Instructions for the task: Look through the entries that follow and return each line that has the string "dirt".

[Extracted information — start]

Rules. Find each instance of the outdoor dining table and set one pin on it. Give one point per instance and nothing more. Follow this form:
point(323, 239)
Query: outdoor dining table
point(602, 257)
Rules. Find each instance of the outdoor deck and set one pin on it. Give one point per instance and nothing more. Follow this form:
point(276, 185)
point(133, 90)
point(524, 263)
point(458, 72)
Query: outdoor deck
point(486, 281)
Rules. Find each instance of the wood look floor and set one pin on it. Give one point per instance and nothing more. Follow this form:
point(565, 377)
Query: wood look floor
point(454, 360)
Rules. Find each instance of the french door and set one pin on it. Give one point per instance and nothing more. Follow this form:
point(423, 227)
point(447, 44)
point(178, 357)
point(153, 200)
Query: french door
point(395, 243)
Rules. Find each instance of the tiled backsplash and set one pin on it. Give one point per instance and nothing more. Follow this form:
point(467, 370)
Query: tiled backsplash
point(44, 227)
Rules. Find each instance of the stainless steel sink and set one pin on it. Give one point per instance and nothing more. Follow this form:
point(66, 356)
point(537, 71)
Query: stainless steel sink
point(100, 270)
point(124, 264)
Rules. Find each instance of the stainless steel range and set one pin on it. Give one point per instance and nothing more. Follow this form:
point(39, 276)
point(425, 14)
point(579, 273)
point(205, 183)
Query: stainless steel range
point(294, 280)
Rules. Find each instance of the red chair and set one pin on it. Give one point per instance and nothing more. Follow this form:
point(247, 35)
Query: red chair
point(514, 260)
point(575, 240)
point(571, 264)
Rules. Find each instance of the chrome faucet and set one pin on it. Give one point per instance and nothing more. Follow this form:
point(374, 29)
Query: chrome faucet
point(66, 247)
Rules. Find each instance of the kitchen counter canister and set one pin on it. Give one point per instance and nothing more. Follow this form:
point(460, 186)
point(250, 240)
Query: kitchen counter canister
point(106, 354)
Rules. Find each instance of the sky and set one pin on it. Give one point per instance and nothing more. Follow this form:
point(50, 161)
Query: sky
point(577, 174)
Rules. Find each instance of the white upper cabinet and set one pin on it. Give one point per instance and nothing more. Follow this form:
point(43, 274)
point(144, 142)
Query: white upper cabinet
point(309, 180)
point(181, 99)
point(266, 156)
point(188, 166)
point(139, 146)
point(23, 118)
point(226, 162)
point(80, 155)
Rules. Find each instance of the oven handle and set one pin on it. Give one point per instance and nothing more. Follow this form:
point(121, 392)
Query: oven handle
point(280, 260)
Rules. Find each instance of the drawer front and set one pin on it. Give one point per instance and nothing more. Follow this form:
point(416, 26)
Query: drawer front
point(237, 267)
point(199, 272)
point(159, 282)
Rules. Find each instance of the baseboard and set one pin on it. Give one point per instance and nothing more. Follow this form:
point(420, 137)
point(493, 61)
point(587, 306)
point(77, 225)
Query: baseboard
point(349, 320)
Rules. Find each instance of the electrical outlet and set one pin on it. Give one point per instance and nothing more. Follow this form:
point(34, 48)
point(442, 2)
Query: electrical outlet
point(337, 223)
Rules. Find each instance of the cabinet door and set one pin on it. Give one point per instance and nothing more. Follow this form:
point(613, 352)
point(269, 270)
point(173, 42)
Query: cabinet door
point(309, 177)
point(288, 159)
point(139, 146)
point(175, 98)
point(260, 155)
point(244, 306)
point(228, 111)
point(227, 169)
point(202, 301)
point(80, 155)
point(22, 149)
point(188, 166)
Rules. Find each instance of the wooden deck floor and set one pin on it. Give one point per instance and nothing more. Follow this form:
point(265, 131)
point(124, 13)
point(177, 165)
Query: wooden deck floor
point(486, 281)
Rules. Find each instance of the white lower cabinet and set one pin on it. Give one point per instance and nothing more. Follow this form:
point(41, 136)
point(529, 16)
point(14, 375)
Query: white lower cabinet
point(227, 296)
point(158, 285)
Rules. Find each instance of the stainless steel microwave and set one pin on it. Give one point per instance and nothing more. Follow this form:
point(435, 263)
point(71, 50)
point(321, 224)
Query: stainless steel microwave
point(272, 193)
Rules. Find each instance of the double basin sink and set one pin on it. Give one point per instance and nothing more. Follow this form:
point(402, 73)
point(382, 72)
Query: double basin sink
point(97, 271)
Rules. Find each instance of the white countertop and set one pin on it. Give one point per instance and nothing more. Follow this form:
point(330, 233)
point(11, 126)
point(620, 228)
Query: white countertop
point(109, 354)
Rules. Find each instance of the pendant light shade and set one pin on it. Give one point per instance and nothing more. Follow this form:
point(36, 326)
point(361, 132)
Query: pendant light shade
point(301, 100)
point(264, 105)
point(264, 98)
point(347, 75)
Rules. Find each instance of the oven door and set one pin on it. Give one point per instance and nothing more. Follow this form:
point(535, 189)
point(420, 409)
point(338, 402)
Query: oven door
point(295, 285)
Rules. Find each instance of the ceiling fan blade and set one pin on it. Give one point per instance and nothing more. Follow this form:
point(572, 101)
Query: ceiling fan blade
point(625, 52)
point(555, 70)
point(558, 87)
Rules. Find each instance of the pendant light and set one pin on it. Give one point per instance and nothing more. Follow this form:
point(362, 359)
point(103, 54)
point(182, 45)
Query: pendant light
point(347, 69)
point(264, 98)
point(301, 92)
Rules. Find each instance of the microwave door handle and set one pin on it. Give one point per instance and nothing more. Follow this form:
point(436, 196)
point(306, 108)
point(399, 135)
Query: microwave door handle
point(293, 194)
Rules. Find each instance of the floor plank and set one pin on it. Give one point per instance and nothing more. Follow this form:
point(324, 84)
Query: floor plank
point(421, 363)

[Extracted information — finish]
[Extracted information — start]

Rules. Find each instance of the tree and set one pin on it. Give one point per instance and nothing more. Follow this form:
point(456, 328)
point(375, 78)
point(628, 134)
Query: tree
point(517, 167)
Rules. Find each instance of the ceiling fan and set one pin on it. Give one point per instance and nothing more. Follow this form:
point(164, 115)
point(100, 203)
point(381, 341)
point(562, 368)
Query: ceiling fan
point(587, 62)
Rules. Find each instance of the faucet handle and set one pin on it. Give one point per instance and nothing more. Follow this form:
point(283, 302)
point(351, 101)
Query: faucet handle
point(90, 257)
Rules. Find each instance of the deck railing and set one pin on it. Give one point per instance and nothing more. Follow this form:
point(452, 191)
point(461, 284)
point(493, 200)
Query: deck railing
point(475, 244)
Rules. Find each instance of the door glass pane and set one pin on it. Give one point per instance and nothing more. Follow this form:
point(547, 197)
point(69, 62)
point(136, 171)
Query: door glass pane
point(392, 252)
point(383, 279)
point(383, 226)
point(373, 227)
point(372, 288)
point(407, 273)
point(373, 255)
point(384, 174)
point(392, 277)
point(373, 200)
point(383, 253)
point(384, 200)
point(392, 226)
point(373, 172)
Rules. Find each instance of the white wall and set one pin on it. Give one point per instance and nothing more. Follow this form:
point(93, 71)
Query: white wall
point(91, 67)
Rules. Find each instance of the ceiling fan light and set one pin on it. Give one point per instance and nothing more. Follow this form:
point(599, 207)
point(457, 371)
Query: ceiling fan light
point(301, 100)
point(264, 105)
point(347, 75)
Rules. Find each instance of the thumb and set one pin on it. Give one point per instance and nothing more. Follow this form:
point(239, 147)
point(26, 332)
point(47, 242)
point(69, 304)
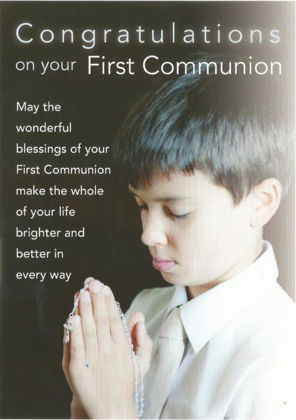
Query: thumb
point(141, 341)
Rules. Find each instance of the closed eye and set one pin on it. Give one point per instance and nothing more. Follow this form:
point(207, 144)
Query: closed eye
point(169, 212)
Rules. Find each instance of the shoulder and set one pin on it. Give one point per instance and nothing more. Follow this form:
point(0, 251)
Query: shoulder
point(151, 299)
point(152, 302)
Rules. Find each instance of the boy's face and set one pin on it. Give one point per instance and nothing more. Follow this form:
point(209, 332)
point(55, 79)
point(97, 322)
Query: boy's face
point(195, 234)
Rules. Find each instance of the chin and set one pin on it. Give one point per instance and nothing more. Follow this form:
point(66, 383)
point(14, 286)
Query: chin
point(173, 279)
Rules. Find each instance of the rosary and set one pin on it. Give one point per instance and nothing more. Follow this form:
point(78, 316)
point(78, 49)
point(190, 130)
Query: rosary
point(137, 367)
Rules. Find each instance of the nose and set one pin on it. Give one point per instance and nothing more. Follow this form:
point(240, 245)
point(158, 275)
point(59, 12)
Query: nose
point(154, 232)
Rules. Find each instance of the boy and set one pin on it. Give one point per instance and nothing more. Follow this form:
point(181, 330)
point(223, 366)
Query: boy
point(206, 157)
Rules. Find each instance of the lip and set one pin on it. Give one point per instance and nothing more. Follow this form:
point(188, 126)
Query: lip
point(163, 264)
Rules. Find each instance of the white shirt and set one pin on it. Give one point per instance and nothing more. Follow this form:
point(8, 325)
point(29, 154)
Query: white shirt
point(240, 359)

[Extracted information — finish]
[Extracted information — start]

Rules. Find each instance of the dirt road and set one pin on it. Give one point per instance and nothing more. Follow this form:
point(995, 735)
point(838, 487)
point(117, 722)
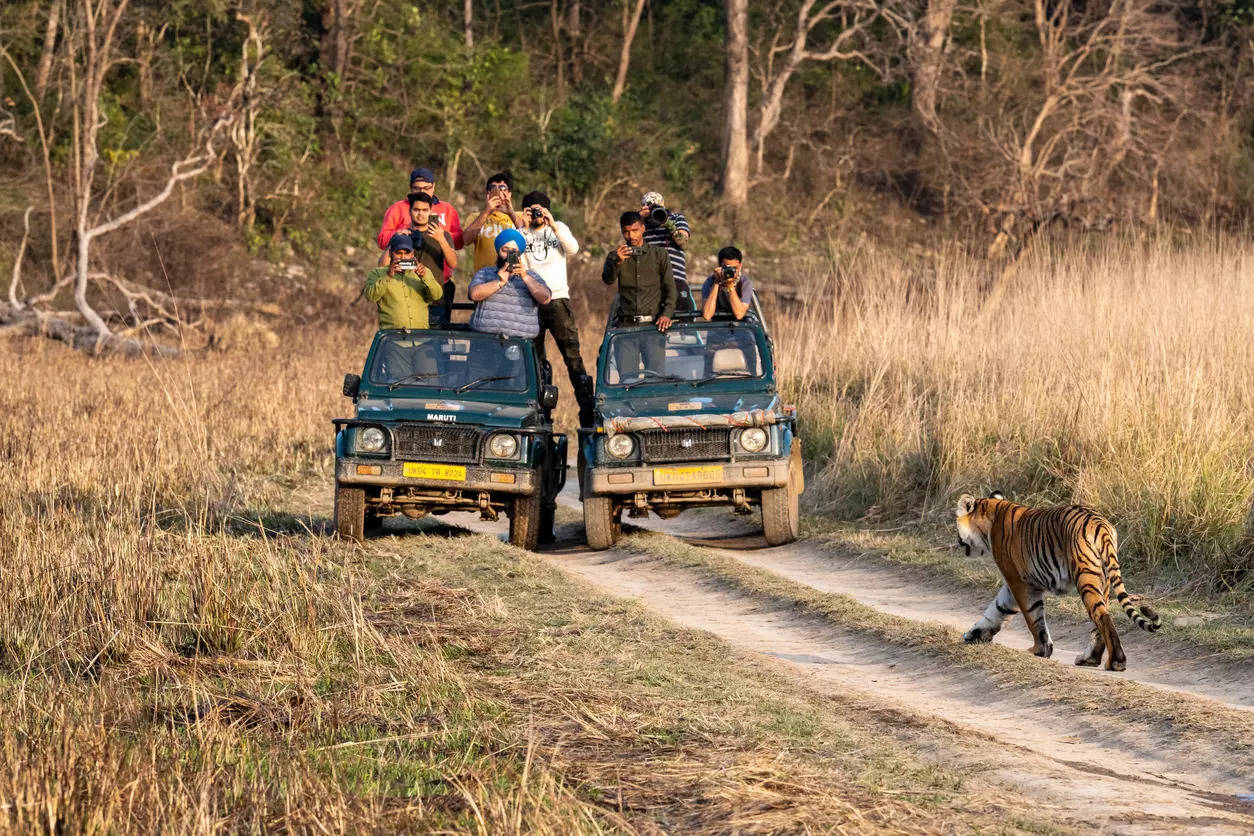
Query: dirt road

[Extracted information — finish]

Worked solution:
Rules. Find each instance of the dirt road and set one pin on it. Give one point per instance and nothing more. Follow this form:
Query: dirt road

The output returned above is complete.